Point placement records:
- - - - -
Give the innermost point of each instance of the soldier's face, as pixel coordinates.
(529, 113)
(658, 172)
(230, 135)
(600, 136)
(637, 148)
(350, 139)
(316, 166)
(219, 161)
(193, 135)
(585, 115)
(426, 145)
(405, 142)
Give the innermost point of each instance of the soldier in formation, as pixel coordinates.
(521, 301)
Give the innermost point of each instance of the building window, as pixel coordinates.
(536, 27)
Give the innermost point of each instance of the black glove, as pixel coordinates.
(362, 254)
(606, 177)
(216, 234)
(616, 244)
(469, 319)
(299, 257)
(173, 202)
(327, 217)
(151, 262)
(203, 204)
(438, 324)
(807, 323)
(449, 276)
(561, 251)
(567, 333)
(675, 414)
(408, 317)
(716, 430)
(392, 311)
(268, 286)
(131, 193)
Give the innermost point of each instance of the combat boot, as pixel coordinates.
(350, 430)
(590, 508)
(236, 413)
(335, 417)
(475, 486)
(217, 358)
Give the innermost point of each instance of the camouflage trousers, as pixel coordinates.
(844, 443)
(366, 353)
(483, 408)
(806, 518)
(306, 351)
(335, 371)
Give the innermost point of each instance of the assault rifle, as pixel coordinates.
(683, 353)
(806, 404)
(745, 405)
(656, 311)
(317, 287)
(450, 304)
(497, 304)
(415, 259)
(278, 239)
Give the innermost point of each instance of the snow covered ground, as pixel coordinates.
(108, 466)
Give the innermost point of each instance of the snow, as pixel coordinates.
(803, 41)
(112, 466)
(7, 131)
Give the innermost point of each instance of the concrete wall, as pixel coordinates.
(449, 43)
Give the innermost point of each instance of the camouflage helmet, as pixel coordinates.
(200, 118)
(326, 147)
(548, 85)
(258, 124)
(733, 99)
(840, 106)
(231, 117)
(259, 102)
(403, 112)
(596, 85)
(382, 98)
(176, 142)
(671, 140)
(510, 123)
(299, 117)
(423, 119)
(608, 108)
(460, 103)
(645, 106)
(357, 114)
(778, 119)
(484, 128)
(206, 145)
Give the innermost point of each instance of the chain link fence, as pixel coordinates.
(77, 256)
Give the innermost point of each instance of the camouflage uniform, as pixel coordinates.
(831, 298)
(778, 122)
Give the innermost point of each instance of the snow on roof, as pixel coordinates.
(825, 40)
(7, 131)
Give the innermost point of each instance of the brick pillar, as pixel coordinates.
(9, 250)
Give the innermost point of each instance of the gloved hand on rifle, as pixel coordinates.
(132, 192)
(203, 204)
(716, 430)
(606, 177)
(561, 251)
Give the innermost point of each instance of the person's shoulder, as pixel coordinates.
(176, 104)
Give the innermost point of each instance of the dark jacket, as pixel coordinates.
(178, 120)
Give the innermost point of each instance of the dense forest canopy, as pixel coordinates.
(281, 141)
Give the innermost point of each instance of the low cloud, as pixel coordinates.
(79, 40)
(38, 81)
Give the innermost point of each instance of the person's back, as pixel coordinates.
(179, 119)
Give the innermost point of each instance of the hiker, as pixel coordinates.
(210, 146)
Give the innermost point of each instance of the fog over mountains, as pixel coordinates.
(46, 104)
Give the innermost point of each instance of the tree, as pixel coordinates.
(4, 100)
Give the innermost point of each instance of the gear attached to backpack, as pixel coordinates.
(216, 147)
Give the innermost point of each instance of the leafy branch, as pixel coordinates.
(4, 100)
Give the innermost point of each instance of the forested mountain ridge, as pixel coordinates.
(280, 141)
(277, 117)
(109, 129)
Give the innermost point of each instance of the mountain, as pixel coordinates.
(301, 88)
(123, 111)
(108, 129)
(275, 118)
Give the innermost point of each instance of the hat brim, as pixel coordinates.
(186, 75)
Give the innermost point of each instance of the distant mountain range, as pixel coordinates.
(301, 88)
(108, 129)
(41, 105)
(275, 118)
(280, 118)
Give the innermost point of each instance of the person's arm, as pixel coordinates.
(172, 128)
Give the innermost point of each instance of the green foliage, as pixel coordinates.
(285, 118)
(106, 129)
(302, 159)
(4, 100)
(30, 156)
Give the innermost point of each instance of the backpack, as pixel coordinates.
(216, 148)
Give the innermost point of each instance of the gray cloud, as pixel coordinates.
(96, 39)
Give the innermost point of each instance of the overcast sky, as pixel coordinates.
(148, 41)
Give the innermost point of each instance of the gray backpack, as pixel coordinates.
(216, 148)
- - - - -
-- Given exercise --
Return the line that contains "Give the innermost point of each instance of the dense" along with every line after it through the end of the entries, exactly, adding nothing.

-- Solution for this exercise --
Give the innermost point of each instance of the dense forest canopy, as pixel coordinates.
(281, 141)
Give the innermost point of each instance of the low cloud, as pixel coordinates.
(79, 40)
(38, 81)
Give the innermost point of each instance of the person's back, as pixel coordinates.
(179, 119)
Give the innermost point of each instance of the hiker, as pixel coordinates.
(210, 146)
Give the innermost point of each instance of the fog over mountains, as pixel coordinates.
(46, 104)
Give the innermost point of each instance of the tree, as pixel coordinates.
(4, 100)
Give the innermost point of each instance of the gear attached to backpack, as pixel coordinates.
(216, 147)
Give the innermost point of each instance of the leafy branch, as pixel coordinates.
(4, 100)
Give the innermost point of each instance of the forested mountain ridge, as pixel coordinates.
(280, 141)
(277, 117)
(109, 129)
Give the innermost point of each instance of the mountain, as pixel coordinates.
(301, 88)
(123, 111)
(108, 129)
(275, 118)
Give the innermost point of each instance of the hat brim, as pixel coordinates.
(186, 75)
Give the innermost point of each instance of the distant mountain range, as pixel coordinates.
(301, 88)
(108, 129)
(41, 105)
(275, 118)
(280, 118)
Give the innermost point of each instance of the person's arm, as pixel coordinates.
(172, 128)
Give the innermost point of each instance of the green foliage, as pixel coordinates.
(285, 118)
(106, 129)
(302, 159)
(4, 100)
(30, 156)
Give the innermost point of each instance of the backpack, as pixel coordinates.
(216, 148)
Give the innermost point of each instance of the gray cloud, as pixel coordinates.
(96, 39)
Give the innermost point of each instance of the overcast sky, as pixel coordinates.
(148, 41)
Give the innermost point of each instance of the gray backpack, as pixel coordinates.
(216, 148)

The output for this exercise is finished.